The Uruguayan Minister for Foreign Affairs (Larreta) to the Secretary of State 14
In the note of this Ministry under date of October 19,16 I stated that the “parallelism between democracy and peace must constitute a strict rule of action in inter-American policy”. And I added that the highest respect for the principle of non-intervention by a state in the affairs of another, a principle established during the last decade, does not [Page 191]shield without limitation “the notorious and repeated violation by any republic of the elementary rights of man and of the citizen, nor the non-fulfilment of obligations freely contracted by a state with respect to its external and internal duties and which entitle it to be an active member of the international community”.
This Ministry is deeply aware of the urgent need of developing these concepts, and of proposing to the American governments an exchange of views in an effort to arrive at formulas and solutions that will bring into concrete reality this sense of right which is so firmly held in the Americas. If before the war the interdependence of democracy and peace was a recognized concept in inter-American relations, that concept has, since the terrible experience of the war, acquired the force of an absolute truth.

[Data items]
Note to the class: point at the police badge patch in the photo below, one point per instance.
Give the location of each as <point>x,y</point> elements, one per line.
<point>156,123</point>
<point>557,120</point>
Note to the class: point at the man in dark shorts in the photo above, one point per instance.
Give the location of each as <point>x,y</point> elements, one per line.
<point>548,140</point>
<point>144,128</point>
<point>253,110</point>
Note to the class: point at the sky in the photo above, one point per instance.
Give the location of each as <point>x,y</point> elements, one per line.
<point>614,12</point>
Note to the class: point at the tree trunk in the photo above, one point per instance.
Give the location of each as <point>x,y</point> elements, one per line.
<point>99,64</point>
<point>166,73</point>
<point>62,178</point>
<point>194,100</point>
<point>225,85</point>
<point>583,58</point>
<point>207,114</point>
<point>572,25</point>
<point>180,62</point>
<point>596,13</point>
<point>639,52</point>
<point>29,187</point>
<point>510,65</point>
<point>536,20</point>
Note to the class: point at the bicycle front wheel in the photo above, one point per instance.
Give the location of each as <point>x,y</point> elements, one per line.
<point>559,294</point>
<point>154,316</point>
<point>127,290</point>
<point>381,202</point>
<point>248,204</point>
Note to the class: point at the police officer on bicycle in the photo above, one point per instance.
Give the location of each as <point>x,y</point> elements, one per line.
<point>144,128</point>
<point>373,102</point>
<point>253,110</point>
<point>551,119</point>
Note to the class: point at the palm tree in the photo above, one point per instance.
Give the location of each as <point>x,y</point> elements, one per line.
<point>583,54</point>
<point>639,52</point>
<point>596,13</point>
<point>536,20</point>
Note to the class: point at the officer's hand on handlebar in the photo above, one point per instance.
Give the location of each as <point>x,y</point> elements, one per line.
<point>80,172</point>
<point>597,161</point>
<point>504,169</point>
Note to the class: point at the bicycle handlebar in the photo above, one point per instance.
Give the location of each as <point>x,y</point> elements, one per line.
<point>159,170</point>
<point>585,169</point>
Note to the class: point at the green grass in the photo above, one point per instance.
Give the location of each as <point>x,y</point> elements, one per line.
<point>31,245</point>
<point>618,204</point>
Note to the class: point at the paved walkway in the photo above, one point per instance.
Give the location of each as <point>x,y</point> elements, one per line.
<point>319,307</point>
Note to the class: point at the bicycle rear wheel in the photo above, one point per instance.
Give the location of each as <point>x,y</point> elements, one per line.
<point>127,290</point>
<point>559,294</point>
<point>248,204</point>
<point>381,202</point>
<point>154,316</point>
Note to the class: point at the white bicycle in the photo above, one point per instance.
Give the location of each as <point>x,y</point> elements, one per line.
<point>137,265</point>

▶ **Job 1**
Copy the passage of the Uruguayan note starting at "This Ministry is" and ending at "an absolute truth.".
▶ **Job 2**
List each distinct word form in the Uruguayan note that is built on the word "America".
You won't need any of the data items.

▶ **Correct result 1**
This Ministry is deeply aware of the urgent need of developing these concepts, and of proposing to the American governments an exchange of views in an effort to arrive at formulas and solutions that will bring into concrete reality this sense of right which is so firmly held in the Americas. If before the war the interdependence of democracy and peace was a recognized concept in inter-American relations, that concept has, since the terrible experience of the war, acquired the force of an absolute truth.

▶ **Correct result 2**
inter-American
American
Americas